WHAT IS BEING ASKED –
Rewrite the part of the entries below that opens with the line containing "bird's head, the" and runs through the end of the entries, substituting "slender twig" for "thin twig" and leaving everything else unchanged.

____ INFORMATION SHOWN

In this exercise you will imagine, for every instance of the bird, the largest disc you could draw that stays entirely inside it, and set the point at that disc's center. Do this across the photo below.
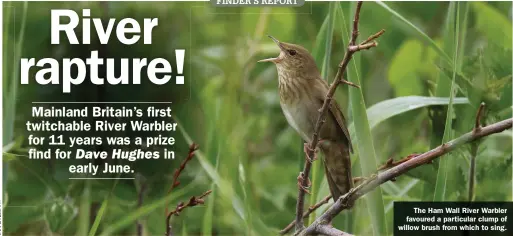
(302, 92)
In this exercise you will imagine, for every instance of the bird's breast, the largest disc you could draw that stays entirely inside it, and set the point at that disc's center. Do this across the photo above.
(298, 117)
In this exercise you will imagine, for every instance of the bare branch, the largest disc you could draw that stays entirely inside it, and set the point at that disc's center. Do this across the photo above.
(378, 179)
(373, 37)
(479, 116)
(307, 213)
(193, 201)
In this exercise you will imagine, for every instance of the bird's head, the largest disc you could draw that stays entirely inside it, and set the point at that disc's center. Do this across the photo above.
(293, 57)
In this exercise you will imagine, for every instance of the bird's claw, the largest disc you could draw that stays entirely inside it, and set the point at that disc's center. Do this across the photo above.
(300, 179)
(307, 150)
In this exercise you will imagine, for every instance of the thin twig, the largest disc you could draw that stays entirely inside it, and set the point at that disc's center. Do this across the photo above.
(193, 201)
(373, 37)
(479, 116)
(391, 163)
(472, 170)
(307, 213)
(310, 151)
(378, 179)
(473, 154)
(192, 148)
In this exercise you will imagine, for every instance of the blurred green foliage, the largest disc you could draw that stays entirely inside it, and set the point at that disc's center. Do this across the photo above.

________

RESPONSE –
In this exercise you will imagine, for every instance of the bird's head, the largest disc you could draw that stays entirely inside it, and set the point at that disc's center. Do this across the photo above.
(293, 57)
In this exercise you will imagine, for every instance of the bird's claw, the largest disc you could draw that stays entirely inside it, and set the point at that disc's center. Do this across the photo above.
(300, 179)
(307, 150)
In this exercise you will imagine, for every instance of the slender twig, the largest disc you could draw that stays entirely inside it, and set the point at that disc's center. Do this across the photo above.
(193, 201)
(373, 37)
(479, 116)
(391, 163)
(472, 170)
(307, 213)
(310, 151)
(378, 179)
(473, 154)
(192, 148)
In this exercise you will imagine, for every instance of the blurred green foliage, the largest disc you could draw that stays entirely inside it, and set the point at that disc's center. Do this across the photo above.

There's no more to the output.